Non so se mi sono dimenticato qualcosa, quindi controlla bene prima di agire. Comunque una copia di backup è fortemente consigliata!

Già che ci sono, perchè init 1 prima del tar???

----------

## leon_73

Scusate ma formattare la partizione vfat in reiser e poi fare semplicemente  *Quote:*   

> mount -o bind /una_dir /l'altra_dir

 .

Dovresti ottenere una dir equivalente alla somme dei due... se non sbaglio   :Confused: 

Ciao 

Leo

----------

## koma

mi è venuta un'idea... io ho anke hda (un hd da 40 gb) con una ntfs.

Se rimuovo la ntfs

TOTALMENTE (c'è solo quella su tutto l'hd)

+++

• [OBIETTIVI]:
**A.** Trascriva dal brano sulle partizioni il tratto che va da "Dovresti ottenere una" fino a "con una ntfs.".
**B.** Nel brano sulle partizioni, di quale capacità è il disco hda di cui parla koma?
Il materiale proviene da una fonte diversa.

• [Registri di posizionamento dei punti]:
+++

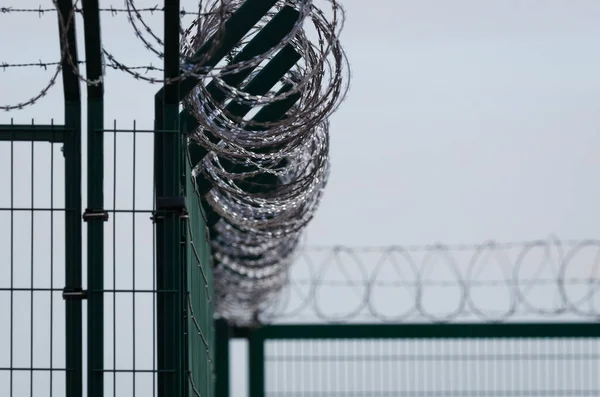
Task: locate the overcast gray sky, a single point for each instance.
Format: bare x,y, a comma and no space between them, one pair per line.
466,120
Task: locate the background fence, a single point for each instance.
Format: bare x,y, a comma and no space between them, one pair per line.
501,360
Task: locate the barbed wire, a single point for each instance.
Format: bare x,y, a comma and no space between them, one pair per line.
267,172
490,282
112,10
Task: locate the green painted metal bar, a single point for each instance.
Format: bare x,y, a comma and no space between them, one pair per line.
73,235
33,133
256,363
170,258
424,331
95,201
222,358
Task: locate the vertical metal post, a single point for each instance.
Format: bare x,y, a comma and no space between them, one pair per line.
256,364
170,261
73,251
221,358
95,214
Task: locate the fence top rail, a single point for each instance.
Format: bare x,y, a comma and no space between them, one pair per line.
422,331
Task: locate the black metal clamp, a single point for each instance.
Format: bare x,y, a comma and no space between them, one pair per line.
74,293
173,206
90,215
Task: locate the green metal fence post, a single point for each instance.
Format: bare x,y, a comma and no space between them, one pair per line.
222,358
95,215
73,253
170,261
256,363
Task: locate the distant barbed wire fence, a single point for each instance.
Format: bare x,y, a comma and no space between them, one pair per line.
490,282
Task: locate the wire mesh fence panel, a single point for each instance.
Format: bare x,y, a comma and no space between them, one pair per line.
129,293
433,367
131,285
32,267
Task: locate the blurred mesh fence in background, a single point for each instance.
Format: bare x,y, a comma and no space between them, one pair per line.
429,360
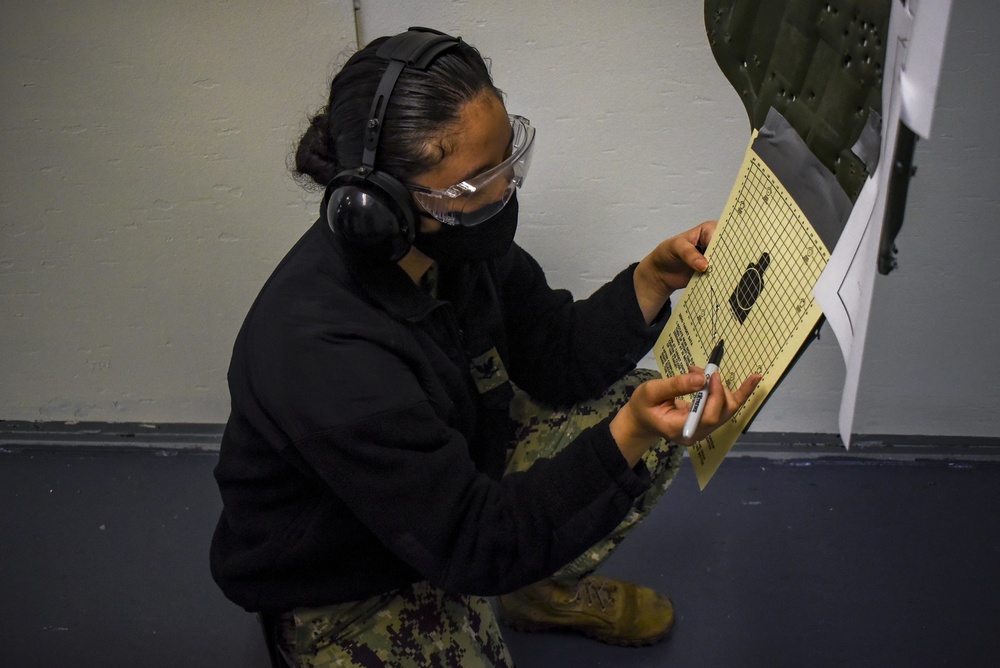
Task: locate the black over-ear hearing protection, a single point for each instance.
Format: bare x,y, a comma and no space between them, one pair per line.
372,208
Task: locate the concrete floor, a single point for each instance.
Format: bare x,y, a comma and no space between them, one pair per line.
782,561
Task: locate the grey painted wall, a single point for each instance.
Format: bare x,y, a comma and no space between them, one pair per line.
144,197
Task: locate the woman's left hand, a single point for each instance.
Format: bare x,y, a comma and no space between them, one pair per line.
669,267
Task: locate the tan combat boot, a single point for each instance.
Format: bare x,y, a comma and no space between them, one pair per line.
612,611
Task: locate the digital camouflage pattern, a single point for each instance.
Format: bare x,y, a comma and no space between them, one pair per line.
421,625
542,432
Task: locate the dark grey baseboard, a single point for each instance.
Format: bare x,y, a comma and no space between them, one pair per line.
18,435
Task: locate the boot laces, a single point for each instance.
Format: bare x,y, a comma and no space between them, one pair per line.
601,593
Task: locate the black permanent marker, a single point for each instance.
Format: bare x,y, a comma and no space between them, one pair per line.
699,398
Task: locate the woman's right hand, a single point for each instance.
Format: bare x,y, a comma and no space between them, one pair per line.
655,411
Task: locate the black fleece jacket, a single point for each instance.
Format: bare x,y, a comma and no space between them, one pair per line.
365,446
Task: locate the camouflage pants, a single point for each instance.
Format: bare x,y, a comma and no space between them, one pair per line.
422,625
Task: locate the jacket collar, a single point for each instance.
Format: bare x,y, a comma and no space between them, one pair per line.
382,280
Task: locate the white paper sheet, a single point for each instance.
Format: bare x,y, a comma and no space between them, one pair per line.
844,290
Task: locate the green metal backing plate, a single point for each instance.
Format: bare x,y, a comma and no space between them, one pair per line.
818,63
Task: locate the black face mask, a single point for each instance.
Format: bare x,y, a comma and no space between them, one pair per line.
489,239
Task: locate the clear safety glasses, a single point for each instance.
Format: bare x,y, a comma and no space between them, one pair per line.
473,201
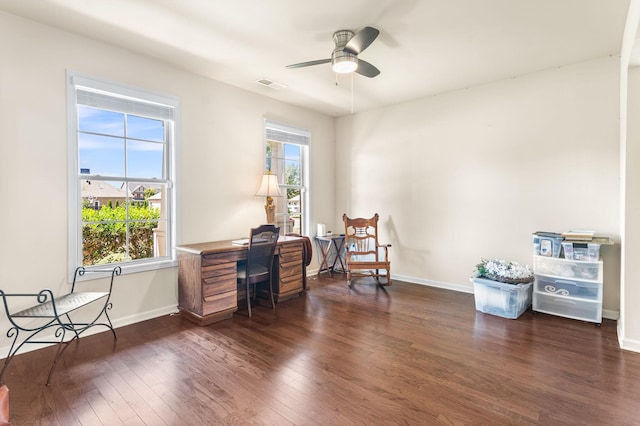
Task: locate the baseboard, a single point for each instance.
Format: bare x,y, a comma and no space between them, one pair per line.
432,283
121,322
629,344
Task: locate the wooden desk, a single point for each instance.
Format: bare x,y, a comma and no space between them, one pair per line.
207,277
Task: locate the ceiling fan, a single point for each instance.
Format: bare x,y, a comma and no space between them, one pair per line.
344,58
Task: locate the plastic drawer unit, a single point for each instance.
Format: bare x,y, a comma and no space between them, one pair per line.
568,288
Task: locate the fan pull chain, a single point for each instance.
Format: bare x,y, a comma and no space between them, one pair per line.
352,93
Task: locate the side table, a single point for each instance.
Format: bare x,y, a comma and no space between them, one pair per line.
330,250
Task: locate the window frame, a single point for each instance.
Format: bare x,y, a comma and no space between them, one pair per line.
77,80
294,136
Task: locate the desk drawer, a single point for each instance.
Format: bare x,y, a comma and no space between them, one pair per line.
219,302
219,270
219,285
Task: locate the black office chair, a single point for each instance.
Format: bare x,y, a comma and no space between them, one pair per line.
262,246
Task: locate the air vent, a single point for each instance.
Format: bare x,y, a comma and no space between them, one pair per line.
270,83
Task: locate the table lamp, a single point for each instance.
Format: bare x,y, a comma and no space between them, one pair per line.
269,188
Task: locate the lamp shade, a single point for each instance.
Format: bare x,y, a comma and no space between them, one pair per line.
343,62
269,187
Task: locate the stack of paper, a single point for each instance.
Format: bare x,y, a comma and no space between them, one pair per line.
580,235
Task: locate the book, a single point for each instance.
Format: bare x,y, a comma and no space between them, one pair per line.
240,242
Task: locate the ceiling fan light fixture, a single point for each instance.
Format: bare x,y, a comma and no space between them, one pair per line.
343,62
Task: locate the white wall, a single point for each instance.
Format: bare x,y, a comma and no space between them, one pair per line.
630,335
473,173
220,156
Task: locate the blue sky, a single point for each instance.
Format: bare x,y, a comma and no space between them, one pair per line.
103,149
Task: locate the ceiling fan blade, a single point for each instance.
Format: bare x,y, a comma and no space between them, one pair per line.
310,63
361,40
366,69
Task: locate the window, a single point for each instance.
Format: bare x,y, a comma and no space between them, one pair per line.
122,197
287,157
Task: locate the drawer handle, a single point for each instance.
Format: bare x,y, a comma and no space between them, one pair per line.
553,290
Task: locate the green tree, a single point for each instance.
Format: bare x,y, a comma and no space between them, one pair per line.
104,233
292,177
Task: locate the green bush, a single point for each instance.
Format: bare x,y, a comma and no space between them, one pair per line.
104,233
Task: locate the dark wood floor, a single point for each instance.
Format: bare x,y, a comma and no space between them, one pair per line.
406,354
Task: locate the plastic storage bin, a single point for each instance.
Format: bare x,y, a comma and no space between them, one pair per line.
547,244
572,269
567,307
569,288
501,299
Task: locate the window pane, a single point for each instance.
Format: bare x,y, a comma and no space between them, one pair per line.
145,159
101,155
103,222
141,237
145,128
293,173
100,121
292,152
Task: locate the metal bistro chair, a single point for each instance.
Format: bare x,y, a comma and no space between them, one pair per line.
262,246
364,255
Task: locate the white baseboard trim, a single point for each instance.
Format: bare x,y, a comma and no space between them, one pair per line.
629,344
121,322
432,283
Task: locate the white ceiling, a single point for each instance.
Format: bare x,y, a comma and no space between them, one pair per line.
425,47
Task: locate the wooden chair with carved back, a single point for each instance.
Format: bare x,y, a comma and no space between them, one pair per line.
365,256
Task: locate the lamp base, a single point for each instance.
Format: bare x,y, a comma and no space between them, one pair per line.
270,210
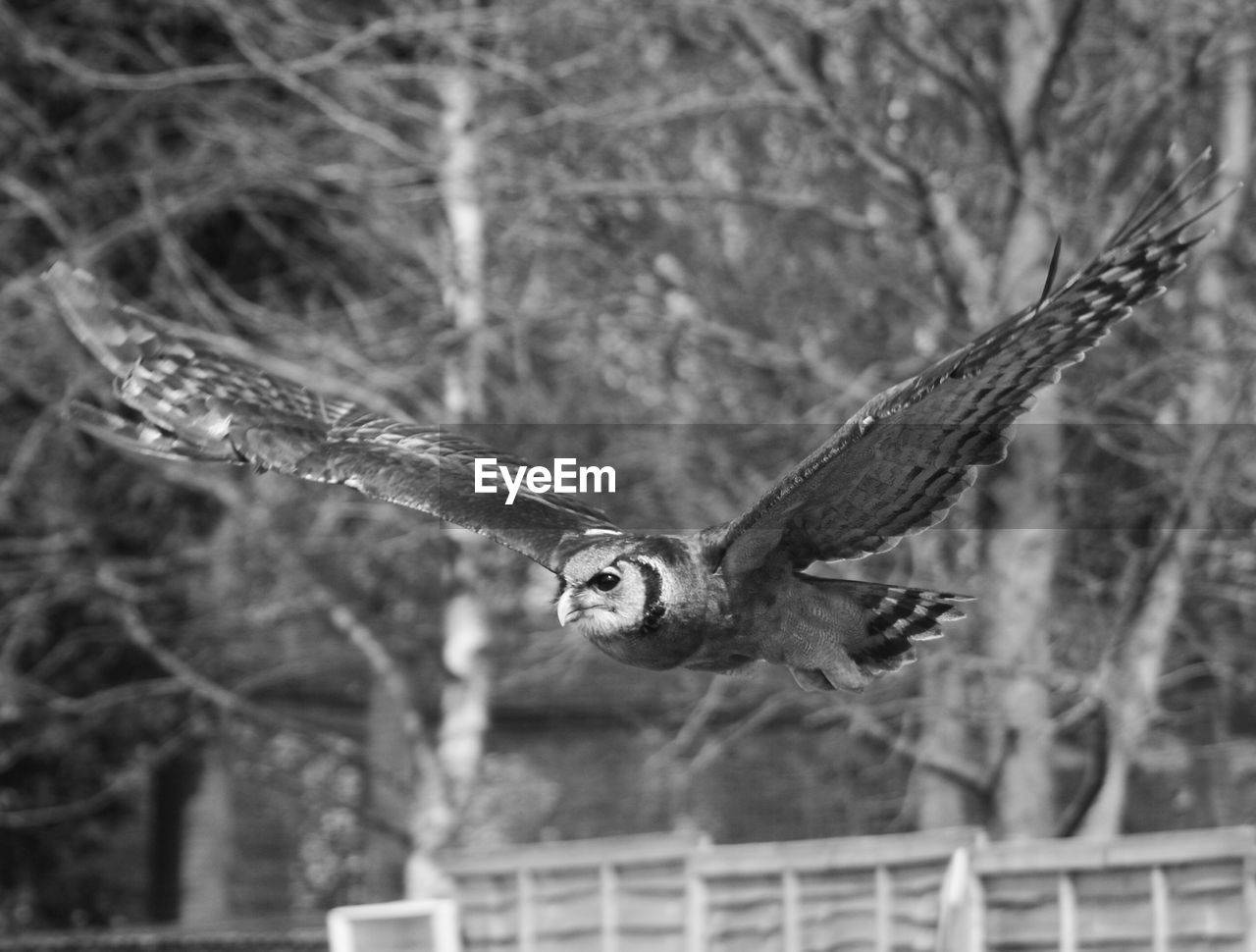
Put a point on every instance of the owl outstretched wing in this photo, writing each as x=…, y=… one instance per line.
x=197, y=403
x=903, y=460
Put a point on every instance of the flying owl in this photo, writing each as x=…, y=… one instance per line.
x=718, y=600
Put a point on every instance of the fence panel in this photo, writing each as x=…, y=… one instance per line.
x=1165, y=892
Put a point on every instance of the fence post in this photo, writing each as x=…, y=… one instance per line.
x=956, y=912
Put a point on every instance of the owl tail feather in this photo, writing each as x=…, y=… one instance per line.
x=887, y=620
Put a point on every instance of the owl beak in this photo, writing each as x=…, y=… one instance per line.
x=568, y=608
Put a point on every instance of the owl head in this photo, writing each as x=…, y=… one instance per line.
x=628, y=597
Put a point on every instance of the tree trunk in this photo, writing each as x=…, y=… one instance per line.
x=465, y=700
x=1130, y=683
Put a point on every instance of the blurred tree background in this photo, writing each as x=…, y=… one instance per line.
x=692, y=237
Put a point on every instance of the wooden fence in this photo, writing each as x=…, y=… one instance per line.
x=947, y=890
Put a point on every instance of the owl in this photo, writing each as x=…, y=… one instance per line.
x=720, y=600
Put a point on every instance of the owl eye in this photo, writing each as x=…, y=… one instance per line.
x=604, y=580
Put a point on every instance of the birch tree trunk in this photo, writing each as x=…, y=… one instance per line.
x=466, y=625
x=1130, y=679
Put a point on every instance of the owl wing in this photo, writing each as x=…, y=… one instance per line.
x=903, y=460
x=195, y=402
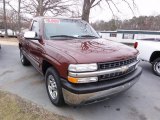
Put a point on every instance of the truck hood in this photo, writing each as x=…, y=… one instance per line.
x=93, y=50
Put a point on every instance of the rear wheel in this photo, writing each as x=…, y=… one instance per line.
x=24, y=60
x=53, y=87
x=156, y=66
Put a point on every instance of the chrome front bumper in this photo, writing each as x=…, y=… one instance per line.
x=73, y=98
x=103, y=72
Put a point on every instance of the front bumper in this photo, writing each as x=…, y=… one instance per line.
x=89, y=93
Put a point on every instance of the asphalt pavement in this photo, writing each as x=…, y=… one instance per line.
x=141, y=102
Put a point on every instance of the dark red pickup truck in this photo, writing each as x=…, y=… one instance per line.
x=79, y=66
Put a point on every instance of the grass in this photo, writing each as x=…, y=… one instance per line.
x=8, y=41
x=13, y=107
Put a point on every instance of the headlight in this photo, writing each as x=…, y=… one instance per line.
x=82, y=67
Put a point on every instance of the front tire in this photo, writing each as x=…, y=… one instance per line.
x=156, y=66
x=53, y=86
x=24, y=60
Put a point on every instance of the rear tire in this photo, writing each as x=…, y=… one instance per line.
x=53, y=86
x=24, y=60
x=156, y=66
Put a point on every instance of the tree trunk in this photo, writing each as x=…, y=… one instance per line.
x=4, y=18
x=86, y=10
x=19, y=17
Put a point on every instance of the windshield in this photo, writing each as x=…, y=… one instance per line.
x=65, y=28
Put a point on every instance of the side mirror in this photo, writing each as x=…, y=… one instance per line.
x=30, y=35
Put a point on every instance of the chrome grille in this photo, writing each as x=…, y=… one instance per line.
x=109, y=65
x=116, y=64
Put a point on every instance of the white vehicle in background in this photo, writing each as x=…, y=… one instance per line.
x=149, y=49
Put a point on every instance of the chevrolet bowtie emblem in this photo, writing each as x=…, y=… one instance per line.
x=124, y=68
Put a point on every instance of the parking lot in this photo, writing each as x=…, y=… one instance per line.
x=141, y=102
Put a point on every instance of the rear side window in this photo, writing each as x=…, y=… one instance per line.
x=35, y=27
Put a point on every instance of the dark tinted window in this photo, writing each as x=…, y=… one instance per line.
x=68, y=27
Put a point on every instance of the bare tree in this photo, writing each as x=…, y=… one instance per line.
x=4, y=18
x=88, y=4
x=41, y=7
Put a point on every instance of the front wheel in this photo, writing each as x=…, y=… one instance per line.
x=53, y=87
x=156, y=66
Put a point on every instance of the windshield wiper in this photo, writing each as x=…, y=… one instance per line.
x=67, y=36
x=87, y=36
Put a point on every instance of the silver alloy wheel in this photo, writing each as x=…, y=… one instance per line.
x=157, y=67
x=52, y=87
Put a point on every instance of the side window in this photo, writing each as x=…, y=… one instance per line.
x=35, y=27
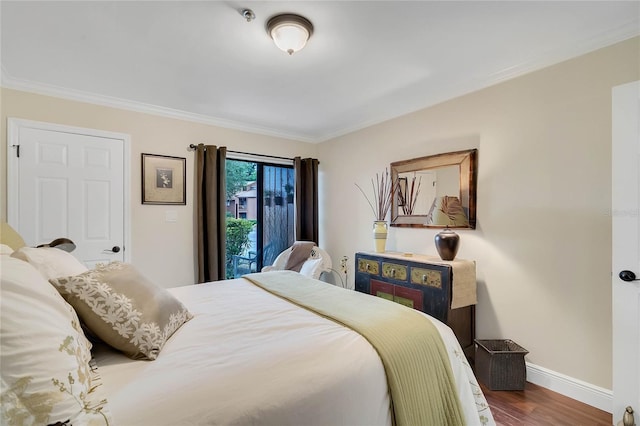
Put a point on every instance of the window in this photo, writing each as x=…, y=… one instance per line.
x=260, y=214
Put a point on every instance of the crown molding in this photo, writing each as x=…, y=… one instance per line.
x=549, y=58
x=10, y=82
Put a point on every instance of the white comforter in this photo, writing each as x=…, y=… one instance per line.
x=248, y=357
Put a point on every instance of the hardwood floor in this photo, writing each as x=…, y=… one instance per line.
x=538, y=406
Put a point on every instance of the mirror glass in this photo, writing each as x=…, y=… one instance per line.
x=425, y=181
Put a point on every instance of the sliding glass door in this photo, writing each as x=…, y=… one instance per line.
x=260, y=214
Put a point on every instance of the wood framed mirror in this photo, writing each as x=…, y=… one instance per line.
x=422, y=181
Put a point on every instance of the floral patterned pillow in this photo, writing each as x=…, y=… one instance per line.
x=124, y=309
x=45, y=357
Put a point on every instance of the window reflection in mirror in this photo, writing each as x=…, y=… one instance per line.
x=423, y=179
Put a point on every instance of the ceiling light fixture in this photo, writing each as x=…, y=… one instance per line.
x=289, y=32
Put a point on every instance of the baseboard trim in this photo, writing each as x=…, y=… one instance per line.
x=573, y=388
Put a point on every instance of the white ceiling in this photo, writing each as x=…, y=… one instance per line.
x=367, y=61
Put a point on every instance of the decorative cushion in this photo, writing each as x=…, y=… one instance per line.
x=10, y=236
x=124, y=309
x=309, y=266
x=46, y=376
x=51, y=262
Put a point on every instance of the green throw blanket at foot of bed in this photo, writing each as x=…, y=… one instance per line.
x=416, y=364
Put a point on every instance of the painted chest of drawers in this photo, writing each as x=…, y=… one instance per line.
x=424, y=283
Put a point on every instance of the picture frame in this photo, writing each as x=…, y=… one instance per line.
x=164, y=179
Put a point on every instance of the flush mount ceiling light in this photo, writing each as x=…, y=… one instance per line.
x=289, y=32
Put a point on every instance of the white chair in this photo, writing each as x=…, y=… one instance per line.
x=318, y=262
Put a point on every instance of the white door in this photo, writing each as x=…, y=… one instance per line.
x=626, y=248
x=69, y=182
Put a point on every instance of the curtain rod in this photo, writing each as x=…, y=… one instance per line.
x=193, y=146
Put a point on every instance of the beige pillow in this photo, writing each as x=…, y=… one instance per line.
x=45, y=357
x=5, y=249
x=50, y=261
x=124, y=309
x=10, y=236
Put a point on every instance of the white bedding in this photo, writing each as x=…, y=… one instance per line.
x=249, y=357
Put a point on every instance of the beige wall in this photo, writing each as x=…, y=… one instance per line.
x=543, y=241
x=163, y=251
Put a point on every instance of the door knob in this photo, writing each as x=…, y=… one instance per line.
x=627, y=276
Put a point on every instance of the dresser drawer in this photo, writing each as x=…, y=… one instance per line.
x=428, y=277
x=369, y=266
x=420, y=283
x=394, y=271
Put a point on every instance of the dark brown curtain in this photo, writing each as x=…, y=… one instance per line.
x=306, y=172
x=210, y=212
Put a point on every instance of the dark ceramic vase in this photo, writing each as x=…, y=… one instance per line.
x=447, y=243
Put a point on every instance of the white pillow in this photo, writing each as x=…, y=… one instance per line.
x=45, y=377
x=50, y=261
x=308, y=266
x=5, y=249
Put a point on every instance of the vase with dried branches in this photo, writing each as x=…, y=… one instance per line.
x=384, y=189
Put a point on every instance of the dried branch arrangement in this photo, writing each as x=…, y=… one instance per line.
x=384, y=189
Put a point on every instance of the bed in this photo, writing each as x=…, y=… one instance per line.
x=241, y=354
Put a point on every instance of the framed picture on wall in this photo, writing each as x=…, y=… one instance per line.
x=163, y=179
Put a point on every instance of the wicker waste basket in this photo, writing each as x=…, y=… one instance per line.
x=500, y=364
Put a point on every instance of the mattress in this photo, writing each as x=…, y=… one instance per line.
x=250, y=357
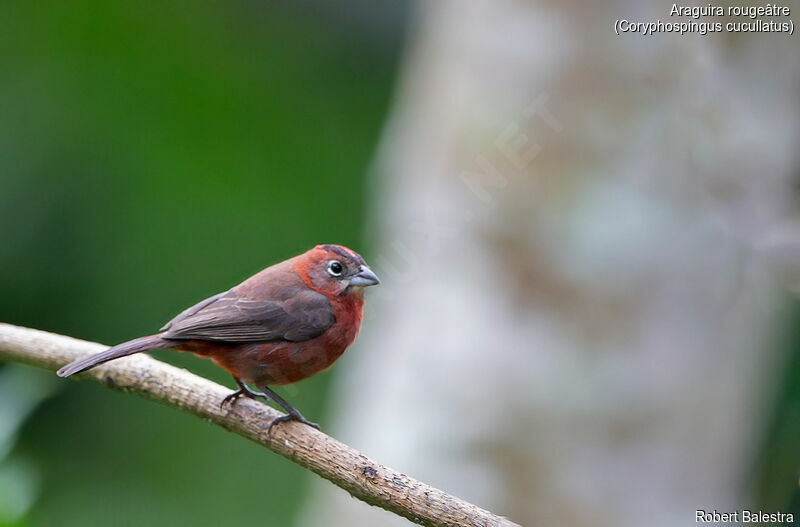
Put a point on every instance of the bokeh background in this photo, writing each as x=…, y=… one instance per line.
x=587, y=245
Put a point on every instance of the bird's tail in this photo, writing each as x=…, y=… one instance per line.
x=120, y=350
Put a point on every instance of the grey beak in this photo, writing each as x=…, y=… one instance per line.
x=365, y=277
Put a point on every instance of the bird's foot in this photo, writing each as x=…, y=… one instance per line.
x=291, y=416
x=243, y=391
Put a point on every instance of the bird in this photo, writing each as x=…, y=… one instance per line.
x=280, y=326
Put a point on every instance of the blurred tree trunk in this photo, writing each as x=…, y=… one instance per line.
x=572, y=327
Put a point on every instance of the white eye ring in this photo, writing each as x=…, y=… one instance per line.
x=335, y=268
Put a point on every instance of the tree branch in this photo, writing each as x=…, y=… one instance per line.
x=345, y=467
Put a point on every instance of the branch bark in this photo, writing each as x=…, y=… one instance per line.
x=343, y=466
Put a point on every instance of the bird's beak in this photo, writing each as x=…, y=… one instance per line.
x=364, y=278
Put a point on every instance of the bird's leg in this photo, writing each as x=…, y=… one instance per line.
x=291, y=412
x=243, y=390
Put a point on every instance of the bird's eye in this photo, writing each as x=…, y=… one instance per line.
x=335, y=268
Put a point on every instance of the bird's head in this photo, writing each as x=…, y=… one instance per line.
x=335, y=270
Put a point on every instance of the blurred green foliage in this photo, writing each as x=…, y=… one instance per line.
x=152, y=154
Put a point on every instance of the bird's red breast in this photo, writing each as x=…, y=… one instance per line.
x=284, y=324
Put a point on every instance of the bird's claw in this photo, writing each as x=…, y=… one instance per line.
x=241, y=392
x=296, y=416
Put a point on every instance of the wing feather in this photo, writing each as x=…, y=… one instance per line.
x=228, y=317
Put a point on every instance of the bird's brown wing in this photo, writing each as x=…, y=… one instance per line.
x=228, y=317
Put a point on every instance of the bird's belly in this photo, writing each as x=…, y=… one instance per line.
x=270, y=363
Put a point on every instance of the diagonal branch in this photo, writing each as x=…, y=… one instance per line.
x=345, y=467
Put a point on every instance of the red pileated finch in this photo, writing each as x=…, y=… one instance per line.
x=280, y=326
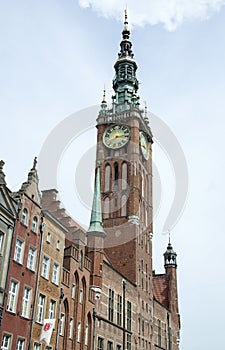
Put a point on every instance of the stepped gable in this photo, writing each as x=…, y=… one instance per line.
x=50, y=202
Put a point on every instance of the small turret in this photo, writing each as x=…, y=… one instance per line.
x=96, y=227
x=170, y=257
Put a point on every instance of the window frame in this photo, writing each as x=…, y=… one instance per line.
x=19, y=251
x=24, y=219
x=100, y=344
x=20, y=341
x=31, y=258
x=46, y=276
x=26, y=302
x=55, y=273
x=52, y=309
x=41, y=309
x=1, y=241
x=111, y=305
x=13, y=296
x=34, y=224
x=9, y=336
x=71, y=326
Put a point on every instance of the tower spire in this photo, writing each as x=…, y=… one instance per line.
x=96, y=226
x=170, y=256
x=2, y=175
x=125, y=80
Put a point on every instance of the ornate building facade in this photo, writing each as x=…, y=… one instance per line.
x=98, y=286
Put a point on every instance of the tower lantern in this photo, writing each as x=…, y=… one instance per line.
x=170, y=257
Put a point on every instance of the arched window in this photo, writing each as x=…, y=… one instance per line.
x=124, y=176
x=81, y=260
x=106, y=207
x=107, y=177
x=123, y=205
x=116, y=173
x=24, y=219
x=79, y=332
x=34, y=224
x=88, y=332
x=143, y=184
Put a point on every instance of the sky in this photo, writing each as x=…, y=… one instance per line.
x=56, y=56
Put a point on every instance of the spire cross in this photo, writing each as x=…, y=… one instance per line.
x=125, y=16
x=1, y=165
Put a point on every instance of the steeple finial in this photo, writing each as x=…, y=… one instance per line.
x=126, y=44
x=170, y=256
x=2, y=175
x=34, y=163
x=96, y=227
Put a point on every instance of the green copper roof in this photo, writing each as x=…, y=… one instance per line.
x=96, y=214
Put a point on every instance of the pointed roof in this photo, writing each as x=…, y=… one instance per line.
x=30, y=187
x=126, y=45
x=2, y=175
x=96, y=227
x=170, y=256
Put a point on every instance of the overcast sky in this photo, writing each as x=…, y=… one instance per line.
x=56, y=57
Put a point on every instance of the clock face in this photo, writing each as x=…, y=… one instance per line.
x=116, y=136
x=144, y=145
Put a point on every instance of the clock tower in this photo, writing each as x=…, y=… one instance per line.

+++

• [SOLUZIONI]:
**A.**
Dovresti ottenere una dir equivalente alla somme dei due... se non sbaglio   :Confused: 

Ciao 

Leo

----------

## koma

mi è venuta un'idea... io ho anke hda (un hd da 40 gb) con una ntfs.

**B.** 40 GB.